_Task_. For this exercise, write out exactly the lines from the line containing "Task: for the greenhouse-bench survey, tag the small" through the last line of the records, and no other lines.

[Data items]
☆ ☆ ☆ ☆

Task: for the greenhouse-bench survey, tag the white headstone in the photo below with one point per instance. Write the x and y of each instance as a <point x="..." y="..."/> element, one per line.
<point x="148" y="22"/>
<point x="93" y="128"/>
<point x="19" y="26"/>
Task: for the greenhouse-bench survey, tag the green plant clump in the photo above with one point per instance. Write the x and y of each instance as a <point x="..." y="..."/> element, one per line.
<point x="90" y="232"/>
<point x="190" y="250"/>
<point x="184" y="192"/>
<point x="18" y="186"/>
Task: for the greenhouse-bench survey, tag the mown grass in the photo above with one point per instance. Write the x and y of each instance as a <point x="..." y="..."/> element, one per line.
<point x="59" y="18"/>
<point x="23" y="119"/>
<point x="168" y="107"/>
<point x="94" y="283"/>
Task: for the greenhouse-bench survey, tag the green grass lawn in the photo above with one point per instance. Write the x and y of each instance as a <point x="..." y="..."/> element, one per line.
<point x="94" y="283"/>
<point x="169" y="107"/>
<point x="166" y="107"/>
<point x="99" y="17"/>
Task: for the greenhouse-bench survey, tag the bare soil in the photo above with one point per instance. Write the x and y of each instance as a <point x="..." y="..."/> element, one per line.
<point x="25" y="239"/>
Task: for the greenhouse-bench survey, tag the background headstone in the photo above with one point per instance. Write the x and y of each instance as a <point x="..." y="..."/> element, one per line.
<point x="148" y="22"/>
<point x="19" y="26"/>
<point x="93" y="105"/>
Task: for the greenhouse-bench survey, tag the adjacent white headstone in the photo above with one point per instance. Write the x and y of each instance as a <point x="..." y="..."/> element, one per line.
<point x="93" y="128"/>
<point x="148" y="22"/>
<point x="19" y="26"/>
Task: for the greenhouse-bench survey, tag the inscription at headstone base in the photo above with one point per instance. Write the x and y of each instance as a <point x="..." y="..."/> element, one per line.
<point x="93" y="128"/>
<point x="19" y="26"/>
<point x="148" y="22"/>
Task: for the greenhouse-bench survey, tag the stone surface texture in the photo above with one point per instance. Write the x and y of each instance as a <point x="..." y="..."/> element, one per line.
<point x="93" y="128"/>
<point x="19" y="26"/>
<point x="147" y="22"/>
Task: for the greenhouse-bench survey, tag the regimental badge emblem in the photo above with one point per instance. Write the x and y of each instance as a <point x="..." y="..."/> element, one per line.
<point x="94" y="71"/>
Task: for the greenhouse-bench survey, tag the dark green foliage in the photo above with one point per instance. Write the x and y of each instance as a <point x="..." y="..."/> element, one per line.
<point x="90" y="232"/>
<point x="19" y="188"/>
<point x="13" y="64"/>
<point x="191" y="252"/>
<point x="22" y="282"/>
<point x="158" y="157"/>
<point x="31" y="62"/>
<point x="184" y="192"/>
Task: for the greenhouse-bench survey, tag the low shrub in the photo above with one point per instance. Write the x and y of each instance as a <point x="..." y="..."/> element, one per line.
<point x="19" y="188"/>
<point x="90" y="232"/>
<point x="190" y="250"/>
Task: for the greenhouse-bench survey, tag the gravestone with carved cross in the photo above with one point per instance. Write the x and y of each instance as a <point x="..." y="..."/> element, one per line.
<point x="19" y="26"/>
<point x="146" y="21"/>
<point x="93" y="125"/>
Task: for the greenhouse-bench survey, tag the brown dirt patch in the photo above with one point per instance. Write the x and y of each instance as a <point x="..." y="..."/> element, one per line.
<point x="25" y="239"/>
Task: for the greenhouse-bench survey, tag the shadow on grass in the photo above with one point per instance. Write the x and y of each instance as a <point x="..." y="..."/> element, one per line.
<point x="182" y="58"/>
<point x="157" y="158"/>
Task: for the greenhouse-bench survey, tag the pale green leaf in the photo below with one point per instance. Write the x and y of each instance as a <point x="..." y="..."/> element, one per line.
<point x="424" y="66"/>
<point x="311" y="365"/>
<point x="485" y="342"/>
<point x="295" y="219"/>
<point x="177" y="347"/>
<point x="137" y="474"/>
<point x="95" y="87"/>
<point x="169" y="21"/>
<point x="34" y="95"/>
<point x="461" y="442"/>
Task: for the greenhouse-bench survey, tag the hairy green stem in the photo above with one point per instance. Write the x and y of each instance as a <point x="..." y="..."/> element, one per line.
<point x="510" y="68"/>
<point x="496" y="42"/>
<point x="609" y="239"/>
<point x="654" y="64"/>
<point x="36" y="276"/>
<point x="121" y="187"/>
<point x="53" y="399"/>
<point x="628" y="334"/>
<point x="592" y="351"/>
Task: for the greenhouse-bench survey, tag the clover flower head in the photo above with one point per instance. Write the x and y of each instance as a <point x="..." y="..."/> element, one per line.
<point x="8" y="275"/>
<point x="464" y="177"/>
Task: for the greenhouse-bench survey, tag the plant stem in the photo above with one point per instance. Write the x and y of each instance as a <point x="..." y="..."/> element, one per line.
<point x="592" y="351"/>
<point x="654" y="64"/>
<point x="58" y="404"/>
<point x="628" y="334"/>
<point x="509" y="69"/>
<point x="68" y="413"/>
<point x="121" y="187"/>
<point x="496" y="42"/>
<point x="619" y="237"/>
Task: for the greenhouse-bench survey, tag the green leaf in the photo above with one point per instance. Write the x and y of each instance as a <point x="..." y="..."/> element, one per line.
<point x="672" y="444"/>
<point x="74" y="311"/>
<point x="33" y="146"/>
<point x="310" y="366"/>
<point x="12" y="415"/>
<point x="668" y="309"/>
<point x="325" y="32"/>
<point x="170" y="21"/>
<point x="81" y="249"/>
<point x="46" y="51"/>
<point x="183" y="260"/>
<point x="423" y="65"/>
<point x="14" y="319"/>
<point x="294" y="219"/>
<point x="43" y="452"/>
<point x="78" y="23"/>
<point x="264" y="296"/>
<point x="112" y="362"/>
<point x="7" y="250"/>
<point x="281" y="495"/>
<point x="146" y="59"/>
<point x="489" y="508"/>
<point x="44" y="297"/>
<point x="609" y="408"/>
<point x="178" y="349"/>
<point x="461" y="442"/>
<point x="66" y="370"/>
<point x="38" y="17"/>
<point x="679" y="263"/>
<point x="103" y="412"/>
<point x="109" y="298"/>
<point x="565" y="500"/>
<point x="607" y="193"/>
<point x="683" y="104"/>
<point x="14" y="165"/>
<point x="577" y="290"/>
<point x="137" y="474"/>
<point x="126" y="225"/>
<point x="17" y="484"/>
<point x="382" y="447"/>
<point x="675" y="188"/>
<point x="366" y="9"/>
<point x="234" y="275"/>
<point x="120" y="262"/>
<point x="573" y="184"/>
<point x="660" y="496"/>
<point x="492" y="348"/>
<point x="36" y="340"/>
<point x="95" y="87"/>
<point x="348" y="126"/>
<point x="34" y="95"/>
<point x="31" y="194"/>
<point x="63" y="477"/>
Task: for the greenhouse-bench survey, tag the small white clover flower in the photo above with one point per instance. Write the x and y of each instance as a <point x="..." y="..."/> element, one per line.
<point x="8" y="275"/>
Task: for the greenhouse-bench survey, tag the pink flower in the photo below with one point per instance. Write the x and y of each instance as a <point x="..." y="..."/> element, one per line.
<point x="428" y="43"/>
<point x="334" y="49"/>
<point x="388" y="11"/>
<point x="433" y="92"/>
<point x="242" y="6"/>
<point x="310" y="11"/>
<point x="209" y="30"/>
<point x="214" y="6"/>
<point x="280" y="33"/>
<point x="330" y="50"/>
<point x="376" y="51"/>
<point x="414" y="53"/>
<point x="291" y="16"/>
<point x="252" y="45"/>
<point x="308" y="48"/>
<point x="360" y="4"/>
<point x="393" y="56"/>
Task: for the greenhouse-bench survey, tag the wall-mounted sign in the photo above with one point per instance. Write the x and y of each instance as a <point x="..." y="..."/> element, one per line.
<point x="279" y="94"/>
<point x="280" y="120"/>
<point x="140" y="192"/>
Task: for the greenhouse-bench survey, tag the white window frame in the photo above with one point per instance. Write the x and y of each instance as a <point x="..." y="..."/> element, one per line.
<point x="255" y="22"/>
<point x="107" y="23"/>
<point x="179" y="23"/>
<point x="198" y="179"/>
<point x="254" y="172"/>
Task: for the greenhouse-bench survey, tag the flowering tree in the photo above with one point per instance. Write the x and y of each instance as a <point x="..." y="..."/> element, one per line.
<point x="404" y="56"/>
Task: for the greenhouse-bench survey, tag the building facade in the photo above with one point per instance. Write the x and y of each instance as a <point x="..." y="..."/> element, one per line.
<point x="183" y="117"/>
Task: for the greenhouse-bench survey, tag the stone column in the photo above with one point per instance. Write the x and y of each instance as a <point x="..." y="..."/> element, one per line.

☆ ☆ ☆ ☆

_Response_.
Task: for the greenhouse-bench survey, tag the small white clover flower in the photo above with one point per instance. Write the x and y of each instance as a <point x="..." y="..."/> element, one per line.
<point x="8" y="275"/>
Task: for the greenhouse-bench survey, tag the pink flower in the photo below with one point per instance. Write the x and y of each instance as a <point x="..." y="..."/> element, one per line.
<point x="428" y="43"/>
<point x="334" y="49"/>
<point x="388" y="11"/>
<point x="433" y="92"/>
<point x="242" y="6"/>
<point x="310" y="11"/>
<point x="209" y="30"/>
<point x="214" y="6"/>
<point x="280" y="33"/>
<point x="330" y="50"/>
<point x="376" y="51"/>
<point x="414" y="53"/>
<point x="291" y="16"/>
<point x="252" y="45"/>
<point x="308" y="48"/>
<point x="360" y="4"/>
<point x="393" y="56"/>
Task: for the greenhouse-bench survey, tag the wall-mounted sign in the photo above with one point per instance. Write the x and y of each instance as a <point x="..." y="..."/> element, one per line.
<point x="279" y="94"/>
<point x="280" y="120"/>
<point x="140" y="192"/>
Task: for the greenhouse-bench survey, tag the white window frame in the photo above with one point per instance. Write the x and y of each instance as a <point x="..." y="..."/> element, one per line.
<point x="255" y="22"/>
<point x="107" y="23"/>
<point x="179" y="23"/>
<point x="198" y="179"/>
<point x="254" y="172"/>
Task: for the greenhouse-bench survey, tag the flowering tree in the photo above with one point per instance. Write the x and y of each instance as a <point x="..." y="..."/> element, one per line.
<point x="404" y="56"/>
Task: for the greenhouse-bench survey, tag the building facade in the photo above with one point per instance. Write the x and y of each instance as a <point x="..." y="..."/> element, one per line.
<point x="183" y="117"/>
Task: for the greenhouse-bench survey, tag the stone column in the photo above with one point per instance. Write the x and y of each instance as a <point x="..." y="..."/> element, one per line.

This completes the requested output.